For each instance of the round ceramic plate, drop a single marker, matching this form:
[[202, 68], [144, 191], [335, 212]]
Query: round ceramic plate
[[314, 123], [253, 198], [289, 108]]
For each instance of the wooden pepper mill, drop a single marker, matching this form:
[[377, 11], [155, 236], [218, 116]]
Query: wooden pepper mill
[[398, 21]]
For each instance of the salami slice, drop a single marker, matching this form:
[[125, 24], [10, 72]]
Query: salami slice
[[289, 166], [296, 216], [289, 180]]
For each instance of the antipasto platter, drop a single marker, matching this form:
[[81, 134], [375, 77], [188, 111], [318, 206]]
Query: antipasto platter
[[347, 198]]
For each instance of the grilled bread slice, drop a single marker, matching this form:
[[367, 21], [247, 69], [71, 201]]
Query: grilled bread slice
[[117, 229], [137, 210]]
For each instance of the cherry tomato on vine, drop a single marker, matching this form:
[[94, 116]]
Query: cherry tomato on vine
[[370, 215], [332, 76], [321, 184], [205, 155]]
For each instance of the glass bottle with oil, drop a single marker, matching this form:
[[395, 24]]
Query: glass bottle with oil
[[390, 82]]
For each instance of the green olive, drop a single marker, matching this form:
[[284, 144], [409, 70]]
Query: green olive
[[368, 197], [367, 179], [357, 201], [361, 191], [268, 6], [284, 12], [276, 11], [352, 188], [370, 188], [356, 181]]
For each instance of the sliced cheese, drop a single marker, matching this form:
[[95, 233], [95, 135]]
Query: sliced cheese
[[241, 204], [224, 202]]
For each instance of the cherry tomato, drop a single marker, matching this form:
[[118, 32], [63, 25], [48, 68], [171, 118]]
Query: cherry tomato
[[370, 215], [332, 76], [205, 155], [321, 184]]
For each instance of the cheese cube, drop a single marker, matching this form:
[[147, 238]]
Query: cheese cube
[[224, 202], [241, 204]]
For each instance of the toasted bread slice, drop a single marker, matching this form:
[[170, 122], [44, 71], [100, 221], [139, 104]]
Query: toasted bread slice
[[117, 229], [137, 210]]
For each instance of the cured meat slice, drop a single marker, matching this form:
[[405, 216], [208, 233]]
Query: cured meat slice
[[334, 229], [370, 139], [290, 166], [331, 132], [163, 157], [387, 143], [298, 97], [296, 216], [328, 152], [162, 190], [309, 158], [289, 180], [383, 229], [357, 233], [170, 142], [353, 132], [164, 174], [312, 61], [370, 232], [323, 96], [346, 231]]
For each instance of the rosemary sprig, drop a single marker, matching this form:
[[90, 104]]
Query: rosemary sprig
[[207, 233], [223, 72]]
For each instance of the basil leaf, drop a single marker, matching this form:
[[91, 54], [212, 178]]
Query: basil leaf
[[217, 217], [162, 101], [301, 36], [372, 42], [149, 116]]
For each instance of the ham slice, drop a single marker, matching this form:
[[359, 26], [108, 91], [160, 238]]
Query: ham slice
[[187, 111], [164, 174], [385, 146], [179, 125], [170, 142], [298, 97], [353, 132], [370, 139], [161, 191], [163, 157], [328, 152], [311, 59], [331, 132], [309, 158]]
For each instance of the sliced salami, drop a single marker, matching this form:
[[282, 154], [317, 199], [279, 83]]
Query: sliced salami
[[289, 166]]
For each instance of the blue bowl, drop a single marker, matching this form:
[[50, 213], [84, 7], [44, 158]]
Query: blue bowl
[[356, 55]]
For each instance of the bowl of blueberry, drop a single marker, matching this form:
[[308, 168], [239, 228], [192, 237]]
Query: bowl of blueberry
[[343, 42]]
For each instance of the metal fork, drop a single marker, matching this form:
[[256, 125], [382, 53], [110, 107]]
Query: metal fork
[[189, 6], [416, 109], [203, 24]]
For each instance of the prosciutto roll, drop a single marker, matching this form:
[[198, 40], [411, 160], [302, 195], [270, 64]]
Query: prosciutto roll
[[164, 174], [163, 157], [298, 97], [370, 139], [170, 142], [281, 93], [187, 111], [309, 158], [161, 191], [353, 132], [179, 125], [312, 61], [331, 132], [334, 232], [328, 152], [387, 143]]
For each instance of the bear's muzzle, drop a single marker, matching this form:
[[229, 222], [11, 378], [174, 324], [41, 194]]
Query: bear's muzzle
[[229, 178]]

_ _ _ _ _ _ _

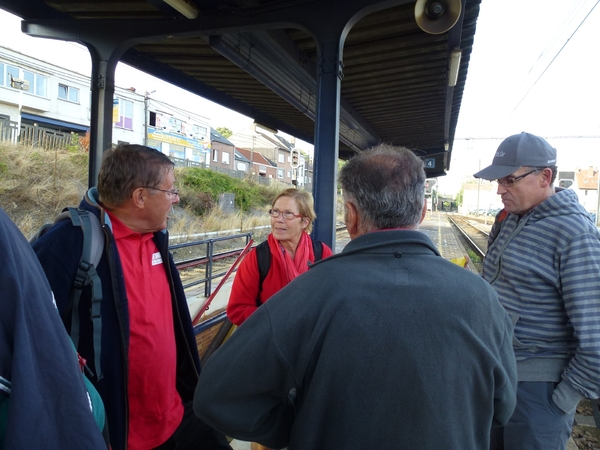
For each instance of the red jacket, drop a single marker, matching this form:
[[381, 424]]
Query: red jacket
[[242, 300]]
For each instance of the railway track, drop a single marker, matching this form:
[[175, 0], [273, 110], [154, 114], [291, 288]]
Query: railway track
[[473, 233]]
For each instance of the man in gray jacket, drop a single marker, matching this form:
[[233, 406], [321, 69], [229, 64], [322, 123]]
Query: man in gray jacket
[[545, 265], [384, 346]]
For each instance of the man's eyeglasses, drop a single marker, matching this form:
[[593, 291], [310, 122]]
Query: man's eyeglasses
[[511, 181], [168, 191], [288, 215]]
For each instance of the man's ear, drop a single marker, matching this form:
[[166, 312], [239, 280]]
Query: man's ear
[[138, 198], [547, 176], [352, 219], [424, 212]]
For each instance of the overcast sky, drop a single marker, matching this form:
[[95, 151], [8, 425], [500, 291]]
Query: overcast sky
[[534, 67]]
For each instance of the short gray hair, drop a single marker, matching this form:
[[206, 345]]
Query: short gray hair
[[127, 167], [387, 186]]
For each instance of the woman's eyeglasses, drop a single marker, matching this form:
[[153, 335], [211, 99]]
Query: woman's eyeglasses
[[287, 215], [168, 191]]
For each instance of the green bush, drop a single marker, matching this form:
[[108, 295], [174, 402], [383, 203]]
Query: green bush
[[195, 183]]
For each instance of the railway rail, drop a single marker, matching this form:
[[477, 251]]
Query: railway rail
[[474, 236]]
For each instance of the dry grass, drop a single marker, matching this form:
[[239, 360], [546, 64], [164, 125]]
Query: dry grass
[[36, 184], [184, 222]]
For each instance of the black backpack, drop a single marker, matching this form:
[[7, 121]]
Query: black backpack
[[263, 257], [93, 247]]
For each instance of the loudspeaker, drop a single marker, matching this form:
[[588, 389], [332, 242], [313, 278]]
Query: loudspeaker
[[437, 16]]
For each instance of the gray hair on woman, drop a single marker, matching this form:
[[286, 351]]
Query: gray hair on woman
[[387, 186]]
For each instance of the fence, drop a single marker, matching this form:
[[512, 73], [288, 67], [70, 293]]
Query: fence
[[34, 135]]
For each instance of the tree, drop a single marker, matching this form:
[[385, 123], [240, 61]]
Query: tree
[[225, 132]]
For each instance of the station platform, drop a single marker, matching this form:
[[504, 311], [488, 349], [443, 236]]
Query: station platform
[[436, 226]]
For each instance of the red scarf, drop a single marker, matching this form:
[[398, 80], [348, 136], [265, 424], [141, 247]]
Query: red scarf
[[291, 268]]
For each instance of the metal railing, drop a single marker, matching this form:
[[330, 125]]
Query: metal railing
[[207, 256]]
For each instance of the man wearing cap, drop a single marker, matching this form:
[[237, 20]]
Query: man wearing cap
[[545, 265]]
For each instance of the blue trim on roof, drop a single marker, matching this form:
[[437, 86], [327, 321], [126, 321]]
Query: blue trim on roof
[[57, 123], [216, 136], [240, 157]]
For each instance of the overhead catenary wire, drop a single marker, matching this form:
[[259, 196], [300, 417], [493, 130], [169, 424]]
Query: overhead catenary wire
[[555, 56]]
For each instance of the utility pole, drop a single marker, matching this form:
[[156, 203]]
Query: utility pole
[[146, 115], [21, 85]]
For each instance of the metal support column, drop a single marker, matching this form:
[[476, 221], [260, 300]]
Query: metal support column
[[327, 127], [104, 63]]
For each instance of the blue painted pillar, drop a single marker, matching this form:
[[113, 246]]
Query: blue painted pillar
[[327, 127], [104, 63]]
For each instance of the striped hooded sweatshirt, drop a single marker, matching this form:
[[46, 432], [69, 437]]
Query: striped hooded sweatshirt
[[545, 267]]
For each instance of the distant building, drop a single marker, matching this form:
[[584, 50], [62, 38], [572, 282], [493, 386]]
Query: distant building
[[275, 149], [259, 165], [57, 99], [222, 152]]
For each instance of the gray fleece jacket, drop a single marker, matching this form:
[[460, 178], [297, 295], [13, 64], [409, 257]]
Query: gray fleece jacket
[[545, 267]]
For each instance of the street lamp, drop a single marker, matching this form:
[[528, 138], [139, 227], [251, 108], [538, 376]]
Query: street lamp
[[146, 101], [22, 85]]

_ _ _ _ _ _ _

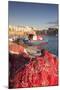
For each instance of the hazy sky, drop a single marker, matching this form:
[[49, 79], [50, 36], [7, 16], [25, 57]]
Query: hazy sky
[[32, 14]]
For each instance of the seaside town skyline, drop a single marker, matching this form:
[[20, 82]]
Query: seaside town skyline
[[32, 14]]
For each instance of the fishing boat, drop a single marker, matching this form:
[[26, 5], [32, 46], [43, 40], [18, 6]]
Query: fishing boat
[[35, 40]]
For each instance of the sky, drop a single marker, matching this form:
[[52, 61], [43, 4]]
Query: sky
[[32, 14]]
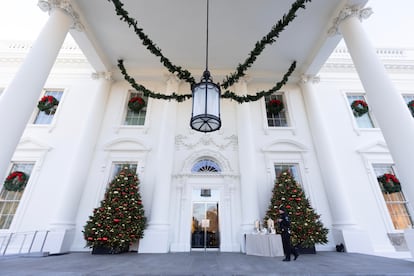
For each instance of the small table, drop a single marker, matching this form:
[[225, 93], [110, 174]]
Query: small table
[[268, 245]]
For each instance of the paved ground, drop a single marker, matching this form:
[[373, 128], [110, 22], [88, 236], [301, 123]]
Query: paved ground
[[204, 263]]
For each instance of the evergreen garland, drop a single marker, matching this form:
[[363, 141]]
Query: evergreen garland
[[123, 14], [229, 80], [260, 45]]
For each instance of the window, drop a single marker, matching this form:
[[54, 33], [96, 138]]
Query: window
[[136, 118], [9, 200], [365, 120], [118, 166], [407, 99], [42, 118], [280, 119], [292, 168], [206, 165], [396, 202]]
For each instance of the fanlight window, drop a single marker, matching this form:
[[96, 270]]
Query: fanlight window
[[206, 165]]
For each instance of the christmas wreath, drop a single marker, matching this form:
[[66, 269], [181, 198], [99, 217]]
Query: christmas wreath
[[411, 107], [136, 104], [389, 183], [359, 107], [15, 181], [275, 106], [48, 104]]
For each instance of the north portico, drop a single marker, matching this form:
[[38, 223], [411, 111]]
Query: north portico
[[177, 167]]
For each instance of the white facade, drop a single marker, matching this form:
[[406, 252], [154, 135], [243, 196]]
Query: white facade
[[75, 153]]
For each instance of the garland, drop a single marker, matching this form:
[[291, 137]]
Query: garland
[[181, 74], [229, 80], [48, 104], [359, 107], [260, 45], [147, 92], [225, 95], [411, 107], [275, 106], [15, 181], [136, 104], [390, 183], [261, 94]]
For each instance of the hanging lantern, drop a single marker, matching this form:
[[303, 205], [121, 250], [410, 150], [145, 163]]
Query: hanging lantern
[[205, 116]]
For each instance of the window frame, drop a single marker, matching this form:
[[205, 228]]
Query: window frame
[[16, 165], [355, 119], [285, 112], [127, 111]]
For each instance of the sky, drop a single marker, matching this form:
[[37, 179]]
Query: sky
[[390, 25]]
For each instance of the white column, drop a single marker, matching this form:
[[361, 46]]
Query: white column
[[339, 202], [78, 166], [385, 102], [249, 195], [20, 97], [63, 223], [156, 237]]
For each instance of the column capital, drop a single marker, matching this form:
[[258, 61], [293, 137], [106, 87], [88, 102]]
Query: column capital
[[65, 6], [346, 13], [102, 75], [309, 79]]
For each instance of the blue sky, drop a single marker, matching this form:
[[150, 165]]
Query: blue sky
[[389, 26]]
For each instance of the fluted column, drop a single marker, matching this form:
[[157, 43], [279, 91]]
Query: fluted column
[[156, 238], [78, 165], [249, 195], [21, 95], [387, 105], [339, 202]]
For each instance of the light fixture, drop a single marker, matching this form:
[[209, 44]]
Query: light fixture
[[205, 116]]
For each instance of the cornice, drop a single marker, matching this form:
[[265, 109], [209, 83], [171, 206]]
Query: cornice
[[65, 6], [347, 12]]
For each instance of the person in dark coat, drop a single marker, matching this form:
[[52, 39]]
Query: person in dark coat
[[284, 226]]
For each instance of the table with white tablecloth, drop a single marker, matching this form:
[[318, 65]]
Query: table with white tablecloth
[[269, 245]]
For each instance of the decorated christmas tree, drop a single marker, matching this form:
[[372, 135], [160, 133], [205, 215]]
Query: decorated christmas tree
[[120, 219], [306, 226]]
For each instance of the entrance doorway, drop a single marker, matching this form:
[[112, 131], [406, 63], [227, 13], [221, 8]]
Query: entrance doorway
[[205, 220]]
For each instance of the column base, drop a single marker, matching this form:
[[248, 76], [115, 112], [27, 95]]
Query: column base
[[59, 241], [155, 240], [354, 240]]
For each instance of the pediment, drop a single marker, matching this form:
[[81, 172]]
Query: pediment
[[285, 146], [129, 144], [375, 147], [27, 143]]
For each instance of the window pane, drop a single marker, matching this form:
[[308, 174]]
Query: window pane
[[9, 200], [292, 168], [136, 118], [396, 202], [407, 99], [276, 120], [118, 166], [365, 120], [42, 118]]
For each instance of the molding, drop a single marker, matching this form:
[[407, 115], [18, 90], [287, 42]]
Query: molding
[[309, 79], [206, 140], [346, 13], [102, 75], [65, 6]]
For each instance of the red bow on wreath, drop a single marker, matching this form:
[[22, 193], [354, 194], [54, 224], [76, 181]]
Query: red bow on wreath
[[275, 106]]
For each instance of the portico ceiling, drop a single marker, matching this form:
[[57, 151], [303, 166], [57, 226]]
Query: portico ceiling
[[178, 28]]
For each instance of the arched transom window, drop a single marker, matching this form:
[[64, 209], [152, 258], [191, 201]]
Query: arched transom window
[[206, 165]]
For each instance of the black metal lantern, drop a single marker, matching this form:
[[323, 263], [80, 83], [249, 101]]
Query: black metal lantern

_ _ _ _ _ _ _

WHAT THE TASK REQUIRES – Rewrite the listing lines as a numbered list, starting at the line with "For each instance of the window frame, drop" and ending at the line with "[[390, 25]]", both included. Leave out any blank lines.

THE COMPLETED TASK –
1. For each instance of the window frame, drop a single marker, matching this form:
2. [[205, 228]]
3. Query: window frame
4. [[16, 165], [355, 119], [285, 112], [127, 111]]
5. For each instance of the sky, drop a single marker, matching this form:
6. [[37, 179]]
7. Query: sky
8. [[390, 25]]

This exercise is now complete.